→ **WHAT YOU WILL DO**: Rewrite all the entries below, replacing "upstream model" with "detection system" and changing nothing else. Leave the pictures out of your version.
▬▬▬
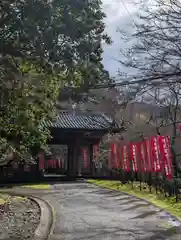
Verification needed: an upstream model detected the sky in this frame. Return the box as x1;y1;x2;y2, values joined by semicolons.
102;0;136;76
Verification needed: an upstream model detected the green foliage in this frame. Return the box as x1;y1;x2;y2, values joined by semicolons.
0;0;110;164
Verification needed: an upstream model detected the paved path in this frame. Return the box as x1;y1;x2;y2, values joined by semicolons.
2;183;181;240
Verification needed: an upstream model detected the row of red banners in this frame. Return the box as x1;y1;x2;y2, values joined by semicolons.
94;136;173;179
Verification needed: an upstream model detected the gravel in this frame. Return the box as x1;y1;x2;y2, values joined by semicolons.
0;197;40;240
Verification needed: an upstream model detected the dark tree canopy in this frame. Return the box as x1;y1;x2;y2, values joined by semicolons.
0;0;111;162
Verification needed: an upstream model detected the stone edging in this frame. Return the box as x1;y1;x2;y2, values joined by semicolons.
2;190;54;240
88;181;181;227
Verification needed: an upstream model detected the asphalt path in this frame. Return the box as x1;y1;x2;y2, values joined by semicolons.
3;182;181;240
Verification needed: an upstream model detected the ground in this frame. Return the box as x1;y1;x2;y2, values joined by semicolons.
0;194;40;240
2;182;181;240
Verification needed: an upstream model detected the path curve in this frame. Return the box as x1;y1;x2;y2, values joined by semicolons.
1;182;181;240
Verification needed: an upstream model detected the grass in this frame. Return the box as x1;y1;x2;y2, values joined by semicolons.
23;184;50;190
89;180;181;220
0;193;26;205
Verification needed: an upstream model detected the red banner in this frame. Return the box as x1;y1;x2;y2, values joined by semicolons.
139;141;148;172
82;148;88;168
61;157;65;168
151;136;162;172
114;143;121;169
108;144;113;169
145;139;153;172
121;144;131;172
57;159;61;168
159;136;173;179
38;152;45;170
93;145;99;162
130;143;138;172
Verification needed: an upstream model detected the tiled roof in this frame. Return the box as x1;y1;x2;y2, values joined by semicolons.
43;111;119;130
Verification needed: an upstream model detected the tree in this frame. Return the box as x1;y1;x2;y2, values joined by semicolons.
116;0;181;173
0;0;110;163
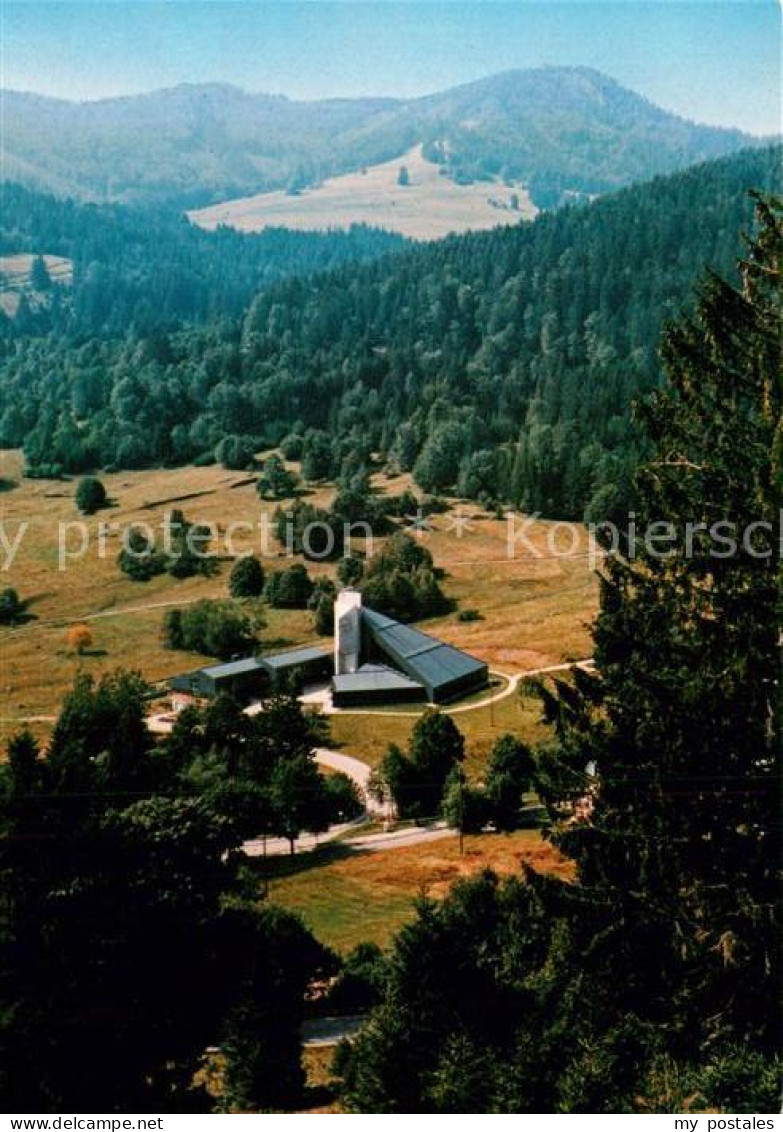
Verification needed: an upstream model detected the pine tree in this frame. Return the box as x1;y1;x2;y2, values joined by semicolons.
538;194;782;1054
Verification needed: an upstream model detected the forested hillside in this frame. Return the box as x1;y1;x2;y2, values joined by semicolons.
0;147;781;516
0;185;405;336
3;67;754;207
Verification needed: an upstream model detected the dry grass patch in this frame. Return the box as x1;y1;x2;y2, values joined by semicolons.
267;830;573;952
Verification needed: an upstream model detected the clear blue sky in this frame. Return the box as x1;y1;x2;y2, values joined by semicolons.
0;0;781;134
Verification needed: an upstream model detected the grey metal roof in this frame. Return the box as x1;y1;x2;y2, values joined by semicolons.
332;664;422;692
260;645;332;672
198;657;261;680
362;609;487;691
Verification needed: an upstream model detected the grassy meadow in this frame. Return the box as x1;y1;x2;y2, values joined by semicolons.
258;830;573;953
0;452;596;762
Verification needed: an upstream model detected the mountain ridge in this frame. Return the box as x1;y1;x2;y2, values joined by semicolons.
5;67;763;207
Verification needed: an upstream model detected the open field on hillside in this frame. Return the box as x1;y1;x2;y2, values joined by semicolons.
▬▬▬
→ **TASK SOLUTION**:
Verification needed: an detection system detected the sky in this frame. Return the box as x1;y1;x2;y2, values joined by semicolons.
102;0;136;76
Verification needed: an detection system detected the green foliage in this frame. Return the box as x1;y1;x2;y2, values joined by semicolons.
0;0;110;164
Verification needed: an detection system detected the paved path in this frame. Return the box as x1;y1;x2;y2, values joined by semicolons.
2;183;181;240
Verification needed: an detection system detected the row of red banners in this frame. Return the box as x1;y1;x2;y2, values joined by semicolons.
94;136;173;179
Verification needed: an detection system detected the gravel in this frame. Return the box as x1;y1;x2;y2, values joined by semicolons.
0;197;40;240
Verification needed: an detection system detected the dark tree canopy in this frame. Return the box as x1;y1;x2;y2, values joined by semicolons.
0;0;111;162
Verification needed: an detection system detected the stone edging in this frame. Return the box as x1;y1;x2;y2, values joined by semicolons.
2;190;54;240
88;181;181;227
Verification needed: an detection system detected the asphalt path in this frame. Return the box as x1;y1;x2;y2, values joined by semicolons.
3;182;181;240
Verification needed: an detection system detected the ground in this frame. Return the box as x1;y1;x2;y2, values joined by semicolons.
0;194;40;240
2;182;181;240
Verification needed: an detection system detected the path curve in this frame. Return the box as x1;y1;x2;y2, values joined by semicolons.
1;182;181;240
Verification needed: an detection system detected the grass in this frame. Return the box as x1;y1;x2;y2, values joined by semicolons.
23;184;50;190
89;180;181;220
0;193;26;205
Verification needed: an detection system detected the red banner in this frame. Return the box as x1;y1;x2;y2, values joined by semicolons.
139;141;148;172
82;148;88;168
61;157;65;168
151;136;162;172
114;143;121;169
108;144;113;169
145;139;153;172
121;144;131;172
57;159;61;168
159;136;173;179
38;152;45;170
93;145;99;162
130;143;138;172
Verification needed: an detection system detected the tiled roof in this frame. Return the box as x1;y1;x2;y2, values joined by semicolons.
43;111;119;130
Verification needed: an detection system detected the tree in this frame. Return the box as x1;y1;x2;y2, values joined by semicolons.
116;0;181;173
0;0;110;163
Verification needed: an detection system detected the pine tree in this frame. Return the box as x1;y1;x2;y2, values joined by semicolons.
538;194;782;1054
Verification needed: an detection system detected the forested hillside in this frame. Return the box as x1;y1;x2;y2, values joined by semicolons.
0;147;781;516
0;185;405;336
3;67;754;207
Verification needed: an detection system detected the dry grass patch in this frame. Return the box as x1;y1;x2;y2, values joined by semicolons.
267;830;573;952
Verification needed: an detection system detected the clear blue sky in this frame. Return the box as x1;y1;x2;y2, values joined by semicolons.
0;0;781;134
Verification needed: an detection system detected the grey metal roof in this frame. Return the box as x1;y1;x2;y2, values joined by semicolons.
332;664;422;692
260;645;332;672
198;657;261;680
362;609;487;691
Verification needed: an detection system detected the grassy meadow in this frame. Return the box as x1;y1;x2;y2, values joined by semicolons.
258;830;573;953
0;452;596;762
Verification needed: an detection system detected the mountain ridge in this frame. Return the box as x1;y1;x2;y2, values joined by semicolons.
5;67;763;207
Verification needed: an detection system detected the open field on hillside in this frame. Return the box as x1;y1;x2;y2, values joined by semicolons.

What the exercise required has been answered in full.